Instructions to follow -
From the first line to the last, copy the listing below word for word.

Data to use -
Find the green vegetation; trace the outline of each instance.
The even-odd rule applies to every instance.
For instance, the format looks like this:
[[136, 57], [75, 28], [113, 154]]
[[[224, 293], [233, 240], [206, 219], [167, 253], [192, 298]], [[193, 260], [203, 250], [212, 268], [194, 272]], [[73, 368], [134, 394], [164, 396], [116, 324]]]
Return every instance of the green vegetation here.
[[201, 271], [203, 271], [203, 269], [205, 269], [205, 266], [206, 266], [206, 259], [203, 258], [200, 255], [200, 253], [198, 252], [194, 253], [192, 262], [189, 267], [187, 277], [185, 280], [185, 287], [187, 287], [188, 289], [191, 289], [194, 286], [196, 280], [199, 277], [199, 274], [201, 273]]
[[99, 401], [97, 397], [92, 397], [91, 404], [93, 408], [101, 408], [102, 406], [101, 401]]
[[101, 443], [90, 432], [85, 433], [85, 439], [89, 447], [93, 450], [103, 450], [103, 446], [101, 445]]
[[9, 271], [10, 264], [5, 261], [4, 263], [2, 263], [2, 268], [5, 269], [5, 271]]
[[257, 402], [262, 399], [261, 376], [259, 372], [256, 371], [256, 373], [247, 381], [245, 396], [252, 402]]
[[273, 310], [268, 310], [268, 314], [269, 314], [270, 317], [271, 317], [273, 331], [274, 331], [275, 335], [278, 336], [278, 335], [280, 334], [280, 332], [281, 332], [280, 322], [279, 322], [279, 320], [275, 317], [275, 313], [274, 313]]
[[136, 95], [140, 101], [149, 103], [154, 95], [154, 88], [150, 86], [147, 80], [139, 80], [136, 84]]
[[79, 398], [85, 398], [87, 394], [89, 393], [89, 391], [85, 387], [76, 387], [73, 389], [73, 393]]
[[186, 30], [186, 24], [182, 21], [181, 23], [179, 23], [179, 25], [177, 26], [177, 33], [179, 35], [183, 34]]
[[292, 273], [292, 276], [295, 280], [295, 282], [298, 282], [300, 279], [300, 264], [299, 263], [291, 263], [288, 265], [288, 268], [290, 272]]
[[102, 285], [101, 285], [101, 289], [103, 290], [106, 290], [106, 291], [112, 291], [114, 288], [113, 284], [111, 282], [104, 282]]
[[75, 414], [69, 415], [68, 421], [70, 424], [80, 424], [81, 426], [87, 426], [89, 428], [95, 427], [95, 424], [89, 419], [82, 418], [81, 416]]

Problem solution -
Find the green vegetation; trace the outline of each instance.
The even-odd rule applies to every instance.
For instance, the format looks like this:
[[136, 57], [75, 28], [113, 154]]
[[[224, 293], [233, 240], [206, 219], [167, 253], [192, 298]], [[193, 260], [203, 250], [212, 268], [194, 272]], [[73, 368], [134, 394], [164, 396], [116, 324]]]
Return every instance of the green vegetation here.
[[201, 271], [203, 271], [203, 269], [205, 269], [205, 266], [206, 266], [206, 259], [203, 258], [200, 255], [200, 253], [198, 252], [194, 253], [192, 262], [189, 267], [187, 277], [185, 280], [185, 287], [187, 287], [188, 289], [191, 289], [194, 286], [196, 280], [199, 277], [199, 274], [201, 273]]
[[99, 401], [97, 397], [92, 397], [91, 404], [93, 408], [101, 408], [102, 406], [101, 401]]
[[101, 443], [90, 432], [85, 433], [85, 439], [89, 447], [93, 450], [103, 450], [103, 446], [101, 445]]
[[9, 271], [10, 264], [5, 261], [4, 263], [2, 263], [2, 268], [5, 269], [5, 271]]
[[257, 402], [262, 399], [261, 376], [259, 372], [256, 371], [256, 373], [247, 381], [245, 396], [252, 402]]
[[273, 310], [268, 310], [268, 314], [269, 314], [270, 317], [271, 317], [273, 331], [274, 331], [275, 335], [278, 336], [278, 335], [280, 334], [280, 332], [281, 332], [280, 322], [279, 322], [279, 320], [275, 317], [275, 313], [274, 313]]
[[136, 95], [140, 101], [149, 103], [154, 95], [154, 88], [150, 86], [147, 80], [139, 80], [136, 84]]
[[79, 398], [85, 398], [87, 394], [89, 393], [89, 391], [85, 387], [76, 387], [73, 389], [73, 393]]
[[186, 30], [186, 24], [182, 21], [181, 23], [179, 23], [179, 25], [177, 26], [177, 33], [179, 35], [183, 34]]
[[292, 273], [292, 276], [295, 280], [295, 282], [298, 282], [300, 279], [300, 264], [299, 263], [291, 263], [288, 265], [288, 268], [290, 272]]
[[102, 285], [101, 285], [101, 289], [103, 290], [106, 290], [106, 291], [112, 291], [114, 288], [113, 284], [111, 282], [104, 282]]
[[75, 414], [69, 415], [68, 421], [70, 424], [80, 424], [81, 426], [87, 426], [89, 428], [95, 427], [95, 424], [89, 419], [82, 418], [81, 416]]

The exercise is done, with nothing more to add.